The exercise.
Could you copy every line of the records from the line with "Reviewer note. Confirm that each instance of the boat railing" up to and including the line with "<point>418,275</point>", adding -35 to each x and y coordinate in the answer points and leaving all other lines as they are?

Extracted data.
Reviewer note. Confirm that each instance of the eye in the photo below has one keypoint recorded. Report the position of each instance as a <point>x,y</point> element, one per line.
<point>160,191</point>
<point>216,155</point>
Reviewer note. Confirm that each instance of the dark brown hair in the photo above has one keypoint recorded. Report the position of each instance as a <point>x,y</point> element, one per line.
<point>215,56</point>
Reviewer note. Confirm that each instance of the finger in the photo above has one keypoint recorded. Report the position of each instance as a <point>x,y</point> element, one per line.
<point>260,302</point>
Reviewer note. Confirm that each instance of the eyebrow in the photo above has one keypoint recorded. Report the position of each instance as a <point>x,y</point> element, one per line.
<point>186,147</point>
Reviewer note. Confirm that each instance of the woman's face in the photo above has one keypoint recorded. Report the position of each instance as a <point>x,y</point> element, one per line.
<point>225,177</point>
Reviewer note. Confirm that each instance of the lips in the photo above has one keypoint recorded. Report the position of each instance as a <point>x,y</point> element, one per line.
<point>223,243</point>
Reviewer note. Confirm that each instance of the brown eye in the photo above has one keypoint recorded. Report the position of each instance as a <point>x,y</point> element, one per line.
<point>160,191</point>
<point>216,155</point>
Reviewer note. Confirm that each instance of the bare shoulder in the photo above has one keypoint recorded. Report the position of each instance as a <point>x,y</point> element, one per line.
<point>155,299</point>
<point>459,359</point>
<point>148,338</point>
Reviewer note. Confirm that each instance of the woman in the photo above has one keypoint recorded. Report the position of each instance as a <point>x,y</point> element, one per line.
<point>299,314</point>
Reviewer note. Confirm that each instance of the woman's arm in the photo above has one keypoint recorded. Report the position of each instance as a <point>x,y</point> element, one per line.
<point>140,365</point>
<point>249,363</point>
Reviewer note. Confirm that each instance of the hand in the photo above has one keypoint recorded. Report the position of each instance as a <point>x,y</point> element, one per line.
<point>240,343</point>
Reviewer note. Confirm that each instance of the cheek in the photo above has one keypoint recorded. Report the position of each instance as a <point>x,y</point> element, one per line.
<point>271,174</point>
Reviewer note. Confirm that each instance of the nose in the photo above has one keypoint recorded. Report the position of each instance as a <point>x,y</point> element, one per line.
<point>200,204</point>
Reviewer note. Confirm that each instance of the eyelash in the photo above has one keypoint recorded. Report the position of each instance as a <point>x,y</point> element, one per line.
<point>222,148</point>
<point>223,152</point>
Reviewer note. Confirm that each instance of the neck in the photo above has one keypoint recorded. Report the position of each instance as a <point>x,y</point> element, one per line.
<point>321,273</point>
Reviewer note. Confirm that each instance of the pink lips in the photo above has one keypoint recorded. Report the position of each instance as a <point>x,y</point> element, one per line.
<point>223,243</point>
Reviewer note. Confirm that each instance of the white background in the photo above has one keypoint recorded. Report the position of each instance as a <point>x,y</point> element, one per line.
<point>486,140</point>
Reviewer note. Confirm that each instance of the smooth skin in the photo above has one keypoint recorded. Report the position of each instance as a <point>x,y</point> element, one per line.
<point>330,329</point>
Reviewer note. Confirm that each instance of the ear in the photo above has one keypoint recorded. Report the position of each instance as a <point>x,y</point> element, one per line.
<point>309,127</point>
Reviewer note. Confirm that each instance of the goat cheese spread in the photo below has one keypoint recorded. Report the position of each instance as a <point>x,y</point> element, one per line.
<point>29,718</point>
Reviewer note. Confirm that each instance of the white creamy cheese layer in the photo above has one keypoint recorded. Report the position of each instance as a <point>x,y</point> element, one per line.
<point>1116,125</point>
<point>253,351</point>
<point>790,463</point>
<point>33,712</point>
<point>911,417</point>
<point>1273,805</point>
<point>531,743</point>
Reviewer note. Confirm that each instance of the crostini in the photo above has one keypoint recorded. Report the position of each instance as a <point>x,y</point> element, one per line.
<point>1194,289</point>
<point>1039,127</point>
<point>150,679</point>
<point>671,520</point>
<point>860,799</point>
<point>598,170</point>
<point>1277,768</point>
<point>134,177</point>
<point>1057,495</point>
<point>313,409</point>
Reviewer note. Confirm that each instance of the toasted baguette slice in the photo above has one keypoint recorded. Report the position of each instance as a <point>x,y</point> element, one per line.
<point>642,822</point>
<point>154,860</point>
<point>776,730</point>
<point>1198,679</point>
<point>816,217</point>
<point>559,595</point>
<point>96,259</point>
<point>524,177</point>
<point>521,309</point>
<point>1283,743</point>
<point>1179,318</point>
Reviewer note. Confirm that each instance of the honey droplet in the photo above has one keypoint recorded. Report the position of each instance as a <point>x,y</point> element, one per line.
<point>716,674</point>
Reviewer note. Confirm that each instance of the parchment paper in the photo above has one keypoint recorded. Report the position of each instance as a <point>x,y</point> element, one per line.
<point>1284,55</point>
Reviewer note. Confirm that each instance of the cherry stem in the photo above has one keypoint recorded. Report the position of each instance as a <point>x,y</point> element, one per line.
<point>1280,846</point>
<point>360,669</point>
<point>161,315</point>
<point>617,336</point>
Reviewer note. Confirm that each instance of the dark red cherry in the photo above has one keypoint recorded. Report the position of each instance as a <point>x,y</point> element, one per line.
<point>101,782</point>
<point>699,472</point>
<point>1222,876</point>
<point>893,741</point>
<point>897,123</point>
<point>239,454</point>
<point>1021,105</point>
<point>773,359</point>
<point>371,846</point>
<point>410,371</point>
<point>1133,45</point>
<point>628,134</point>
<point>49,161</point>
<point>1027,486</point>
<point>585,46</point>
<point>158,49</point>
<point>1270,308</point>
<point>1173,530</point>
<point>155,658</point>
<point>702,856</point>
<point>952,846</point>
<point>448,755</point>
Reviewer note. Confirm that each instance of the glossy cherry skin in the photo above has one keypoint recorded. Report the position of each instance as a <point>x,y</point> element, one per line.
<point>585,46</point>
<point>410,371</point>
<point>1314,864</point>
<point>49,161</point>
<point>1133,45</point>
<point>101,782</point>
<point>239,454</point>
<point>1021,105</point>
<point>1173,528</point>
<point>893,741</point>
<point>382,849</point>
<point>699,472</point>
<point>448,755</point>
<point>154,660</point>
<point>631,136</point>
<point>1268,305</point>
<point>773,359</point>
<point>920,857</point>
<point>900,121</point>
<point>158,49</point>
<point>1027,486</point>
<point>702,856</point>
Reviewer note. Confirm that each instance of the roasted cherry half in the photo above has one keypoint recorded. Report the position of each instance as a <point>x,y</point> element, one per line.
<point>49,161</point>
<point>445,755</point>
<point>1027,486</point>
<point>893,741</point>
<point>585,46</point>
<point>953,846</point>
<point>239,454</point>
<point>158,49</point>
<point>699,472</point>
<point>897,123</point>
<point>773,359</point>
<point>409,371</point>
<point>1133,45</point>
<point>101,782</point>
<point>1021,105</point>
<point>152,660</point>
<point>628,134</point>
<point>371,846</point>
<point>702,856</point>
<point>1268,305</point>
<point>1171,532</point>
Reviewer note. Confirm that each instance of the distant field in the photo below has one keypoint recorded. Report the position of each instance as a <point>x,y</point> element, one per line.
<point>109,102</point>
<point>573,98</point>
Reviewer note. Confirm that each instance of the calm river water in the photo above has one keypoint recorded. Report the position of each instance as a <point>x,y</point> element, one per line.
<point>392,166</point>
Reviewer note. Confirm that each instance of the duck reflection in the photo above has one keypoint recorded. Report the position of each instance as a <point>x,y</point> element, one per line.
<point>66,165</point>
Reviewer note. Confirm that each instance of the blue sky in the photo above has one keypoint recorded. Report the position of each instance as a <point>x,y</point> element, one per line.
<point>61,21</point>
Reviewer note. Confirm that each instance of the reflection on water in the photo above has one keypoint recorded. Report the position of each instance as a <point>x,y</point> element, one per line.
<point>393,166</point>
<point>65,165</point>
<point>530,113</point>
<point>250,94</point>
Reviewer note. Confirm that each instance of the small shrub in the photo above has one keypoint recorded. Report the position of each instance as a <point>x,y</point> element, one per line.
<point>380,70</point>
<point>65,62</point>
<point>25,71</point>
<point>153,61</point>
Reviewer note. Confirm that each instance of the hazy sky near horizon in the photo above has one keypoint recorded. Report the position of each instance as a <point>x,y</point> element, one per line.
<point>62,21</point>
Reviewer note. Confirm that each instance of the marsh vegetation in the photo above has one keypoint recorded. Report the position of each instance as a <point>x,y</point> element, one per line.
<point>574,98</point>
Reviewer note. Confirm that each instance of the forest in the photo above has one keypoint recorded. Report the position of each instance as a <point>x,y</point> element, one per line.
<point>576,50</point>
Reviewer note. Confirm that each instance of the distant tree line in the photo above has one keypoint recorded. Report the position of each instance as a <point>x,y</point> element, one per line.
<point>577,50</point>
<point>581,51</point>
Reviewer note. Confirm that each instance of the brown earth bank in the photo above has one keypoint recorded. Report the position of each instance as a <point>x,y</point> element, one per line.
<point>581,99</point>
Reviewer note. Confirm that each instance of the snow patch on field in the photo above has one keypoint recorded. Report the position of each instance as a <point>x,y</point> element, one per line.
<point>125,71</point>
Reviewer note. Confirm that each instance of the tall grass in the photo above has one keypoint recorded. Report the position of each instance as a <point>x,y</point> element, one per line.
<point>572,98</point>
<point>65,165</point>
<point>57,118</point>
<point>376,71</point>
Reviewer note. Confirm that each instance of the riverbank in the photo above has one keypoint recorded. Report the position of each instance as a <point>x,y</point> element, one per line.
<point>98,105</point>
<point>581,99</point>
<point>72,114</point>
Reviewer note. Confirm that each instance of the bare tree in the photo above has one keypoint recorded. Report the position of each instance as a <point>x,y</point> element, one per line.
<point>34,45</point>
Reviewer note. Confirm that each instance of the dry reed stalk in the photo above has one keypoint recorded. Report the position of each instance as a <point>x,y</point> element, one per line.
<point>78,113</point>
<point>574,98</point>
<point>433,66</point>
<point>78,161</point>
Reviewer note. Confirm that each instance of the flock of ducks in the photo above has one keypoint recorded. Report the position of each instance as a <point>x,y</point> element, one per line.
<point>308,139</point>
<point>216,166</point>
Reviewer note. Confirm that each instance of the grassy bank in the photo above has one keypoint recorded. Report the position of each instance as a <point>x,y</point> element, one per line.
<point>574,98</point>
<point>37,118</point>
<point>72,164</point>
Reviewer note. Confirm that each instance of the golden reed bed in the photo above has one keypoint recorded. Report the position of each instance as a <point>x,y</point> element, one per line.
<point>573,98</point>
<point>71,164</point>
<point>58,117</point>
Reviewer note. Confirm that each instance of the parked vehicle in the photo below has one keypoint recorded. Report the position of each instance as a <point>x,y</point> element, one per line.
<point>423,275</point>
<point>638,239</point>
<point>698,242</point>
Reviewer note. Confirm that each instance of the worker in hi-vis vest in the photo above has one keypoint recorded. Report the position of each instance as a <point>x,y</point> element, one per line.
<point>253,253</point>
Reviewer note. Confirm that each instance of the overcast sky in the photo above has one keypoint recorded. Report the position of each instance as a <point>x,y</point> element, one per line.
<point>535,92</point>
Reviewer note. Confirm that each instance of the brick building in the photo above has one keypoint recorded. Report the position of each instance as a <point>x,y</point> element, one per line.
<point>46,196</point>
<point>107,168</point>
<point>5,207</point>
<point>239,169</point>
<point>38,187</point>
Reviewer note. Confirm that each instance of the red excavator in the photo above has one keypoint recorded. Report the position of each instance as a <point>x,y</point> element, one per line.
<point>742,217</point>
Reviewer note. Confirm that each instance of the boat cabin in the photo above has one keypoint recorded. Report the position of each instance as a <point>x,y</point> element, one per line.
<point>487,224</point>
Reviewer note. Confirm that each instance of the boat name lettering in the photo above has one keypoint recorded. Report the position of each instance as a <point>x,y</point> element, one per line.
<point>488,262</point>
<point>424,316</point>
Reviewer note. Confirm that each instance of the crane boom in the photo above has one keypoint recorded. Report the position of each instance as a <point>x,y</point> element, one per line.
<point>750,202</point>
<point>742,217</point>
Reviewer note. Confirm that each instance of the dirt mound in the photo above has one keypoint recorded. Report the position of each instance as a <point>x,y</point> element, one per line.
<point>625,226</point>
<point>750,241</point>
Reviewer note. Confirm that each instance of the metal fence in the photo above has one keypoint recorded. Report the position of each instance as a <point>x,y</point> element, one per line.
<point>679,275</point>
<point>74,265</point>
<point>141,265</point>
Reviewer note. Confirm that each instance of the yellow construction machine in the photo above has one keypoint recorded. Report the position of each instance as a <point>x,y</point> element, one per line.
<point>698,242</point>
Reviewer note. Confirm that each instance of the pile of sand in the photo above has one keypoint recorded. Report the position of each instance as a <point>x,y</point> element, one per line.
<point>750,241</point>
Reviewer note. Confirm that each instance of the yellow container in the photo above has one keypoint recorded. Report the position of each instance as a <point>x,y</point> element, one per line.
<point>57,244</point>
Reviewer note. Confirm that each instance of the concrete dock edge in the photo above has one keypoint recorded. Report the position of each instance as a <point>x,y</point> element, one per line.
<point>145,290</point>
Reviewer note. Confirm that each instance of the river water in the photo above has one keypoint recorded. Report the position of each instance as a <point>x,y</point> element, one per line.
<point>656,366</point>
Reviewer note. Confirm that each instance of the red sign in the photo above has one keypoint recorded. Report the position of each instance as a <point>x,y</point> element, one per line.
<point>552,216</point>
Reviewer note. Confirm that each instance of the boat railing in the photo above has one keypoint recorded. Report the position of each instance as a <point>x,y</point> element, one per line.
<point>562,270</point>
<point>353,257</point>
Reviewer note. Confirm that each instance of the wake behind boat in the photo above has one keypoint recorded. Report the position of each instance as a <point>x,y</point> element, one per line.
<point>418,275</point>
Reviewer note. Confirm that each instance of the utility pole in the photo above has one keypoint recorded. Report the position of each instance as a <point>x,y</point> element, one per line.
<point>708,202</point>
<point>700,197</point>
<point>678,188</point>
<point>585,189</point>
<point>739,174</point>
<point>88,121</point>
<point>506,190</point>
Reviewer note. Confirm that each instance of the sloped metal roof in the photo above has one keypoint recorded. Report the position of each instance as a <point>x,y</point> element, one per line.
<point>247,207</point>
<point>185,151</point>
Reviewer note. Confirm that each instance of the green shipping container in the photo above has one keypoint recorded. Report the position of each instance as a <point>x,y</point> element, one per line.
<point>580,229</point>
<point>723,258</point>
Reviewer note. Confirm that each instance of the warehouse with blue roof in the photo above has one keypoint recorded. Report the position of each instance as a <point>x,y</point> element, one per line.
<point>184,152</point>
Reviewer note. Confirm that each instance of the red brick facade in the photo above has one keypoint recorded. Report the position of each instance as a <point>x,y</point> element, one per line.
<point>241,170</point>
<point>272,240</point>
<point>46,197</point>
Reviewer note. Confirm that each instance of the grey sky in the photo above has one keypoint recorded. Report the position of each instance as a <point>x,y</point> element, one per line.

Correct response.
Reviewer note. Confirm that each instance of the boat railing in the photo above has one keypoint recorded. Report the position of each instance as a <point>x,y</point> element, one per line.
<point>527,235</point>
<point>318,222</point>
Reviewer note. Confirm that each instance of the wake behind boat in the photo above has one keypoint recorded. Report the position of each instance as a <point>x,y</point> element, one per line.
<point>383,240</point>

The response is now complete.